== INFORMATION SUPPLIED ==
* * * * * * *
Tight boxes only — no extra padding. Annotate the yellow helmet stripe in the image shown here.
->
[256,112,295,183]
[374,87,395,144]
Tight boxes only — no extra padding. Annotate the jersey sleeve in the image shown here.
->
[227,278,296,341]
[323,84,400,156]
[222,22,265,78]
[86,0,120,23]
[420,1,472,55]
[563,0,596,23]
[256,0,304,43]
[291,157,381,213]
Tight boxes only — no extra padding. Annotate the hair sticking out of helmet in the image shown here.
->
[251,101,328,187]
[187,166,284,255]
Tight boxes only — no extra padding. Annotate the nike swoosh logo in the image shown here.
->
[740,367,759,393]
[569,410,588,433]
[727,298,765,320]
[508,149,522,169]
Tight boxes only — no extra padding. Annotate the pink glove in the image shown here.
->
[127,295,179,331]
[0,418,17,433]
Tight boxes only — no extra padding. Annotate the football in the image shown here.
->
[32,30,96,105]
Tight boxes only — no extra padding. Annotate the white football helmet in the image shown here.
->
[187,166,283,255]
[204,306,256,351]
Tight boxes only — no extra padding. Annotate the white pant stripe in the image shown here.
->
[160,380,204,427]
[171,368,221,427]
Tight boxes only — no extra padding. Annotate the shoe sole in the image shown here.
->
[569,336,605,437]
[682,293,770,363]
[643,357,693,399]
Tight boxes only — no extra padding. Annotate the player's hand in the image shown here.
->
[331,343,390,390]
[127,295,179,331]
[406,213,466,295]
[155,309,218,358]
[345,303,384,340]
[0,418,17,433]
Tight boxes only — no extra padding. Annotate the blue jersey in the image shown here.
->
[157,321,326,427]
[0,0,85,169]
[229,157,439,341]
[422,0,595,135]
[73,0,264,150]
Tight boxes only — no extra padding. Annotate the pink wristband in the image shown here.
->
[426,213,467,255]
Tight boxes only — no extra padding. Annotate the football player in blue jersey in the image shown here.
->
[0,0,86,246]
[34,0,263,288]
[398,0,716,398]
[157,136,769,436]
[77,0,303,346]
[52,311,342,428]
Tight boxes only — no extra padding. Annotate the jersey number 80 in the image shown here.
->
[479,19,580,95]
* * * * * * *
== SET TASK ==
Rewrite all of the rows above, switching every "Annotate" to "Outline" and leaving the rest unchanged.

== TASK ANSWER ==
Tight boxes only — no extra padding. Outline the yellow helmet stripe in the image shown here.
->
[256,112,295,183]
[374,87,395,144]
Tight boxes only — no extra padding. Outline the jersey sleeve in the image shown here.
->
[227,278,296,341]
[323,84,400,156]
[222,22,265,78]
[86,0,120,23]
[420,1,472,55]
[563,0,596,23]
[256,0,304,43]
[291,157,381,213]
Tight boxes only — no extra padding. Outline the hair sticking out of helmet in the image shown here.
->
[251,101,328,187]
[187,166,284,255]
Tight boxes only — no extra padding. Outline the nike swoosh logo in the image shown here.
->
[740,367,759,393]
[569,410,588,433]
[727,298,765,320]
[508,149,522,169]
Tight boxes only — no extra padding. Outline the pink glove in the image shown here.
->
[127,295,179,331]
[0,418,17,433]
Tight boxes only — no extra padding. Outline the football in the image shown here.
->
[32,30,96,105]
Tight boxes only — no extra padding. Outline the white football helmet in the image shown here.
->
[187,166,283,255]
[204,306,256,351]
Tight boxes only — no extra padding. Outline the white pant stripe in the image shown here.
->
[160,380,204,427]
[171,368,221,427]
Tight boxes only — no extra padding. Outline the shoe sole in the image shown here.
->
[569,336,605,437]
[682,293,770,363]
[643,357,693,399]
Tight boxes only — no extra padding. Outline the player's hand in the image shown here.
->
[331,343,390,390]
[127,295,179,331]
[406,213,466,295]
[155,309,218,358]
[345,303,384,340]
[0,418,17,433]
Tight boxes only — no extra padding. Outline the blue jersey in the image shown here.
->
[157,321,326,427]
[0,0,85,169]
[229,157,439,341]
[422,0,595,135]
[73,0,264,150]
Tight boxes only — no extra padding. Outline the pink wristband in the image shown here.
->
[426,213,467,255]
Tight boxes only — no extra padding. Outline the football player in blue jersey in the image shown here.
->
[0,0,86,246]
[34,0,263,288]
[398,0,716,398]
[157,136,769,436]
[77,0,303,346]
[52,311,342,428]
Tight boxes only — no extra padding. Outline the jersey number 80 in the image shown here.
->
[479,19,580,95]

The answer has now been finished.